··· Source text ···

HAVANA, Feb. 5th (Reuters) Cuba’s imports from China tumbled to $483 million last year versus $791 million in 2019, according to data from the Chinese Customs Office,
extending a steep five-year decline as the island’s economy reels from U.S. sanctions and the coronavirus pandemic.
Cuba is dependent on imports for much of its consumption, but it began falling behind on payments to foreign suppliers from 2015 as support ebbed from ally Venezuela due to its own economic woes.
The two countries remain political allies and economic partners, with China investing in alternative energy in Cuba and development financing in light industry, communications and other areas. Cuba has three pharmaceutical ventures in China.
But according to five diplomats and businessmen active in Cuba, their Chinese peers have for years expressed frustration with Cuban business practices and payment problems.
Cuba has hesitated to adopt market-oriented reforms similar to the other five remaining Communist countries, all located in Asia.
Three of the sources, who requested anonymity, said last year’s decline in Chinese exports had more to do with payment issues than the new coronavirus, pointing out that Chinese exports to the region had declined less than a percent.
“The Cubans have no money. The Chinese government will no longer cover trade and their companies want to be paid,” a European businessman said.
Neither the Cuban government nor Chinese commercial office in Havana responded to requests for comment.
BROAD FALL IN IMPORTS
Tough U.S. sanctions and the pandemic, which has gutted tourism, have cut into Cuban foreign exchange earnings, causing scarcity, job losses and an 11% economic contraction in 2020.

··· Source material ···

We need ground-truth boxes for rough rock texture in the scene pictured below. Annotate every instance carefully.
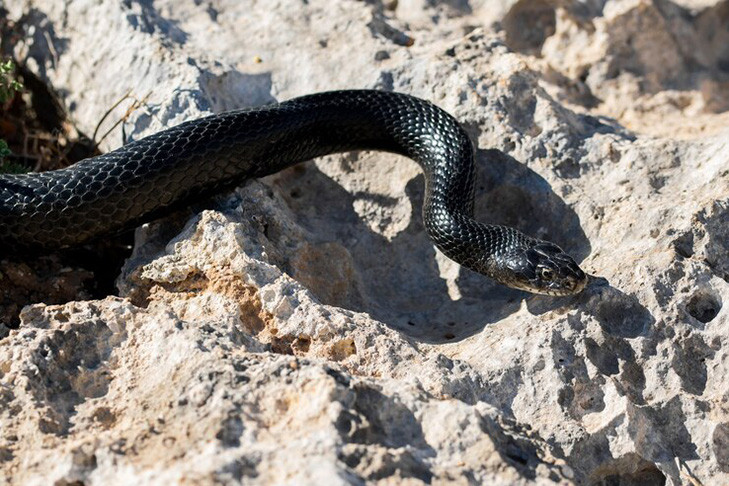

···

Exercise objective: Return the passage of the Cuba trade article between "Cuba is dependent" and "located in Asia.", inclusive, copied word for word.

Response area:
Cuba is dependent on imports for much of its consumption, but it began falling behind on payments to foreign suppliers from 2015 as support ebbed from ally Venezuela due to its own economic woes.
The two countries remain political allies and economic partners, with China investing in alternative energy in Cuba and development financing in light industry, communications and other areas. Cuba has three pharmaceutical ventures in China.
But according to five diplomats and businessmen active in Cuba, their Chinese peers have for years expressed frustration with Cuban business practices and payment problems.
Cuba has hesitated to adopt market-oriented reforms similar to the other five remaining Communist countries, all located in Asia.